For the experimental analysis, we used the following two datasets: (1) the SEER/WW dataset (2010–2016) which had undergone multiple imputations for missing data handling24, and (2) the AHRF, which includes data on variable health care-related features, such as healthcare providers by specialty, health facilities, population demographic characteristics, income, and hospital utilization6. We merged these two datasets in one final experimental dataset (n = 255,837). Supplementary Table 1 shows the labels encoding the correspondence between categorical variables, including nominal variables. Initial treatment variable was divided into four groups: AS/WW, RT, RP, and other/unknown treatments. We included men with concurrent RP and RT treatment into the other treatment group as a small number of RP + RT class could skew the whole class distributions. The low-risk cohort was refined to include patients with clinical T stage T1c and T2a, Gleason grade group 1, and PSA ≤ 10 ng/mL, Men aged > 80 years were excluded from the study, consistent with an appropriate patient population for AS6. The initial treatment features in the low-risk group were relabeled into two classes: AS/WW (AS + WW) and other treatments (Supplementary Fig. 1).

The Seoul National University Hospital institutional review board deemed this study exempt from review and informed consent because patient information in these databases was completely de-identified and publicly available.

Data preprocessing

Oversampling and undersampling techniques were adopted to circumvent the class imbalance problem. MSMOTE (Modified SMOTE)25 as an oversampling method, was primarily applied to consider the distribution of minority class instances and remove noisy instances. For the undersampling method, we used the edited nearest neighbor (ENN)26, which is based on a nearest-neighbor algorithm to remove samples whose class differs from the majority class of their neighborhood in a broad sense.

Model development

We split the dataset into training (70%), validation (15%), and test (15%) sets. The validation set was allocated to search for appropriate hyperparameters of the model. We trained three different gradient boosting decision tree algorithm-based ensemble method models, eXtreme Gradient Boosting (XGBoost)27, LightGBM28, and CatBoost29, and found that the XGBoost model had the highest explanatory power in our experimental setting.

Model validation

After fitting the XGBoost model using the training set, the discrimination of the model was evaluated in the test set using a multiclass area under the curve (AUC) measure. Model calibration was evaluated using a calibration plot that compared the predicted classes for each outcome with the observed classes.

Model explanation

SHapley additive exPlanations (SHAP)30 serves two functions. (1) To demonstrate the contribution of each feature to the model’s overall prediction results, visualizing with the global feature importance and Beeswarm plots. (2) To unravel the nonlinear complicated relationship between two principal features using a two-way dependence scatter plot and make it possible to gain deeper insight into the complex decision process.

**Brief 1**
Condense the paragraph of the methods text that begins "We split the dataset" into a short bulleted list that keeps its main facts.
**Brief 2**
Retype the part of the methods text starting at "The Seoul National" and ending at "a broad sense.".

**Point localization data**
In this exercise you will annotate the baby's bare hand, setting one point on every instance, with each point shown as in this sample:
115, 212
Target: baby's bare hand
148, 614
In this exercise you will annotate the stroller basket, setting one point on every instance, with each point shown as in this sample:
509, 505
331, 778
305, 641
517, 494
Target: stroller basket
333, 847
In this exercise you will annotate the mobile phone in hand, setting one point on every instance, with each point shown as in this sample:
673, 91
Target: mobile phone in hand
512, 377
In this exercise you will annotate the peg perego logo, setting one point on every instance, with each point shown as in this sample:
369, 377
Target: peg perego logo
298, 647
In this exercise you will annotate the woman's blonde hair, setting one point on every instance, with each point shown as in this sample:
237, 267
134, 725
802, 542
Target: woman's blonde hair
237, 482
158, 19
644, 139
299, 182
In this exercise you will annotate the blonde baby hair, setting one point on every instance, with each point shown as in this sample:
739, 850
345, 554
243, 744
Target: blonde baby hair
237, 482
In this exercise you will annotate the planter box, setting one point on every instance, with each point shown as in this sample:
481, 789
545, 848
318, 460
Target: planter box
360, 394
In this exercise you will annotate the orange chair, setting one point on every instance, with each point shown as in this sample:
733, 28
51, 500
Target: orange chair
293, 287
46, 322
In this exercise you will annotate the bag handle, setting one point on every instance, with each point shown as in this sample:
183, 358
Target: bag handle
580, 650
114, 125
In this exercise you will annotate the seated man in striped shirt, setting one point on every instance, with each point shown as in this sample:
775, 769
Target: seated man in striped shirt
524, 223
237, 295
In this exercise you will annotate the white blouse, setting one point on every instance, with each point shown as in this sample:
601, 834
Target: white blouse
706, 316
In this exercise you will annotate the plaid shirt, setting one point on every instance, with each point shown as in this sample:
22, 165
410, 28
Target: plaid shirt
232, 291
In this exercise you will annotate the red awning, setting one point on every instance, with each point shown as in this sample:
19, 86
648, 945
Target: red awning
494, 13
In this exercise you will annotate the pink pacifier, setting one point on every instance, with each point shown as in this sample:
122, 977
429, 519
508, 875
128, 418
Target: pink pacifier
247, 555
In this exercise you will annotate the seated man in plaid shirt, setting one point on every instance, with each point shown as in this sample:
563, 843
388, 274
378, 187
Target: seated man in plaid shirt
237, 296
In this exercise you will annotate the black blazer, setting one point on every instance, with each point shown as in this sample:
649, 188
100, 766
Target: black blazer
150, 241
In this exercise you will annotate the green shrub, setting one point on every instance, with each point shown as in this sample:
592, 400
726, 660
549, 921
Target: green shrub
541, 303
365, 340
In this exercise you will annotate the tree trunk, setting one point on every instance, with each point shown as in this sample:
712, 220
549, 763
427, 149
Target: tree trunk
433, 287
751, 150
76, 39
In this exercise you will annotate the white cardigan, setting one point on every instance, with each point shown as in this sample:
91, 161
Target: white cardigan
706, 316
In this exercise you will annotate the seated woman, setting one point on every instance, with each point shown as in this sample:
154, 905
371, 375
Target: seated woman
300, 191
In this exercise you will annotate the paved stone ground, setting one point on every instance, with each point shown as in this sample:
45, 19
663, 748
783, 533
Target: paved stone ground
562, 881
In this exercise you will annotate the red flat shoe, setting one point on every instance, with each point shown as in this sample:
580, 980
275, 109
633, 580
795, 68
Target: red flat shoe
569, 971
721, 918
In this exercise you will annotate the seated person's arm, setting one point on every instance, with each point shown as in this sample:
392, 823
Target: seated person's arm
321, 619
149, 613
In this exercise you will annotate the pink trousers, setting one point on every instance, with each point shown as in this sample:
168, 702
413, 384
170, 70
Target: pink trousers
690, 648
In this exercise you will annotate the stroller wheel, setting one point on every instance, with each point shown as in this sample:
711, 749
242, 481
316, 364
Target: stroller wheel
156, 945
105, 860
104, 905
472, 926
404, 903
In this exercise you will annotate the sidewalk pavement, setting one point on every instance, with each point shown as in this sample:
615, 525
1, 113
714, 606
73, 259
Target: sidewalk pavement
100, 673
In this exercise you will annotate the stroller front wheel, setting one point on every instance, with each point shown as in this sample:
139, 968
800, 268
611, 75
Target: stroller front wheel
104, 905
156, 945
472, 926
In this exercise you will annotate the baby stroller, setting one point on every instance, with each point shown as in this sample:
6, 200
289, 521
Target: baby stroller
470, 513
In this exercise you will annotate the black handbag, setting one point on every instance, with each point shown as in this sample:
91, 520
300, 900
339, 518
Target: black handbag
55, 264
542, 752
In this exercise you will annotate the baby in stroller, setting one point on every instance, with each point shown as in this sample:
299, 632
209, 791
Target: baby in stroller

**Written response 1**
- The dataset was split into training (70%), validation (15%), and test (15%) sets.
- The validation set was used to search for suitable model hyperparameters.
- Three gradient boosting decision tree ensemble models were trained: XGBoost, LightGBM, and CatBoost.
- XGBoost had the highest explanatory power in the experimental setting.

**Written response 2**
The Seoul National University Hospital institutional review board deemed this study exempt from review and informed consent because patient information in these databases was completely de-identified and publicly available.

Data preprocessing

Oversampling and undersampling techniques were adopted to circumvent the class imbalance problem. MSMOTE (Modified SMOTE)25 as an oversampling method, was primarily applied to consider the distribution of minority class instances and remove noisy instances. For the undersampling method, we used the edited nearest neighbor (ENN)26, which is based on a nearest-neighbor algorithm to remove samples whose class differs from the majority class of their neighborhood in a broad sense.